--- TEKS BACAAN ---

Hari ini bukan tentang takut atau menjauh, melainkan tentang mendekat dan memahami kondisi yang kompleks namun bisa dikelola dengan pendekatan medis dan psikososial yang tepat.
Kita hidup di dunia yang sudah lebih terbuka membahas kesehatan mental, namun skizofrenia masih jadi momok. Ia seringkali dianggap sebagai “penyakit gila” atau bahkan dikaitkan dengan hal mistis. Padahal, di balik label itu, skizofrenia adalah gangguan neuropsikiatri yang dapat menyerang siapa pun, tanpa mengenal latar belakang ekonomi, agama, atau pendidikan.
Melalui peringatan ini, dunia didorong untuk membuka lebih banyak diskusi, merangkul lebih luas dukungan, dan menormalisasi bahwa orang dengan skizofrenia juga bisa menjalani hidup bermakna.
1. Apa Itu Skizofrenia: Bukan "Gila", Tapi Gangguan Neuropsikiatri Serius
Skizofrenia adalah gangguan mental berat yang memengaruhi cara seseorang berpikir, merasakan, dan berperilaku. Mereka yang mengalami skizofrenia bisa mengalami delusi (percaya pada hal yang salah), halusinasi (melihat atau mendengar sesuatu yang tidak ada), dan gangguan berpikir atau berbicara. Di sisi lain, mereka juga bisa mengalami penurunan emosi, kehilangan motivasi, dan penarikan diri dari lingkungan sosial. Diagnosis skizofrenia ditegakkan jika gejala-gejala ini berlangsung lebih dari enam bulan dan menyebabkan gangguan signifikan dalam kehidupan sehari-hari.
Meskipun terdengar menakutkan, skizofrenia bukanlah “kepribadian ganda” seperti yang sering salah kaprah diyakini masyarakat. Skizofrenia lebih tepat disebut sebagai gangguan spektrum, artinya gejalanya bisa sangat beragam dari orang ke orang. Ada yang mengalami gejala ringan dan bisa hidup mandiri, ada pula yang membutuhkan pengawasan intensif. Oleh karena itu, penting untuk tidak menyeragamkan pengalaman semua penyintas skizofrenia, dan lebih penting lagi: untuk berhenti menyederhanakan kondisi ini dengan label “gila”.

--- BAHAN YANG DISEDIAKAN ---

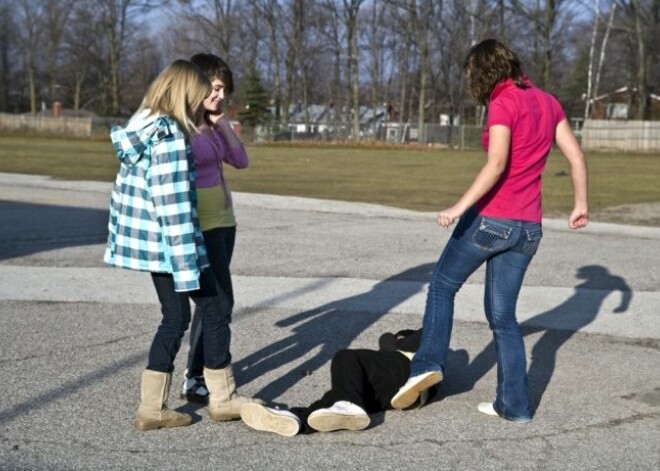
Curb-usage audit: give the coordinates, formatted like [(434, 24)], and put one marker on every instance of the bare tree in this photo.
[(119, 23), (270, 12), (31, 22), (7, 35), (57, 14), (351, 10)]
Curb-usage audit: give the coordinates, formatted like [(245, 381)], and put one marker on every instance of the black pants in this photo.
[(367, 378), (219, 244)]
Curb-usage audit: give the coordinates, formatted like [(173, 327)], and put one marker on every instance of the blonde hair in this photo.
[(178, 92)]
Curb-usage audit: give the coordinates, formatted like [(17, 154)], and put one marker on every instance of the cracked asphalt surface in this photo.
[(312, 277)]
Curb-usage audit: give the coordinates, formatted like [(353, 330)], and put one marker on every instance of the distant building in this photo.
[(623, 103)]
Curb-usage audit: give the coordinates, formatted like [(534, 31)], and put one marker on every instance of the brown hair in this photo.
[(214, 67), (178, 92), (487, 64)]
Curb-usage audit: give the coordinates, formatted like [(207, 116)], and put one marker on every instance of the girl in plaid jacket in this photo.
[(154, 227)]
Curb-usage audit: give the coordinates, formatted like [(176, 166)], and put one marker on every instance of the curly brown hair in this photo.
[(488, 63)]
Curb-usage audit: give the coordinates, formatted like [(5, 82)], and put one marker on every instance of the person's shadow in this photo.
[(558, 326), (30, 228), (328, 328)]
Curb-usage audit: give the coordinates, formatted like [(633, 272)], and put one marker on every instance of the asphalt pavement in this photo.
[(312, 277)]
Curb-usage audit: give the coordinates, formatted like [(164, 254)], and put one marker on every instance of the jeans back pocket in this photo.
[(490, 235), (532, 241)]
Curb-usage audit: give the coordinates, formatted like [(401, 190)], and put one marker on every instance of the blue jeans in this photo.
[(219, 244), (507, 247)]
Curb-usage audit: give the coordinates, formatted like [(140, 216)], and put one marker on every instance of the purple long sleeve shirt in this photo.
[(211, 150)]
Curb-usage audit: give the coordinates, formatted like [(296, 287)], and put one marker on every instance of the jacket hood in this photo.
[(135, 138)]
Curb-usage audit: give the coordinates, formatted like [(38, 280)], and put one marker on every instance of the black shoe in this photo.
[(194, 390)]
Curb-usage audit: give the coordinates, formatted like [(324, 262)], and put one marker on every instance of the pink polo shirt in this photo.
[(532, 115)]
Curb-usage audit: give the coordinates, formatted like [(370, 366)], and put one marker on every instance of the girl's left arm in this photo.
[(498, 154), (236, 155)]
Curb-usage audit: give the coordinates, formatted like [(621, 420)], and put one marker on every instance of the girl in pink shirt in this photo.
[(500, 225)]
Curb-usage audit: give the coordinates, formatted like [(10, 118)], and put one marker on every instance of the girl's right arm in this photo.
[(570, 147)]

---

▸ **TUGAS YANG DIKERJAKAN**:
1 > Salinlah bagian teks bacaan mulai dari "Kita hidup di" sampai dengan "agama, atau pendidikan.".
2 > Menurut teks bacaan, mengapa pengalaman semua penyintas skizofrenia tidak boleh diseragamkan?

▸ **JAWABAN**:
1 >
Kita hidup di dunia yang sudah lebih terbuka membahas kesehatan mental, namun skizofrenia masih jadi momok. Ia seringkali dianggap sebagai “penyakit gila” atau bahkan dikaitkan dengan hal mistis. Padahal, di balik label itu, skizofrenia adalah gangguan neuropsikiatri yang dapat menyerang siapa pun, tanpa mengenal latar belakang ekonomi, agama, atau pendidikan.

2 > Skizofrenia merupakan gangguan spektrum, sehingga gejalanya bisa sangat beragam dari orang ke orang. Ada penyintas yang mengalami gejala ringan dan bisa hidup mandiri, tetapi ada pula yang membutuhkan pengawasan intensif.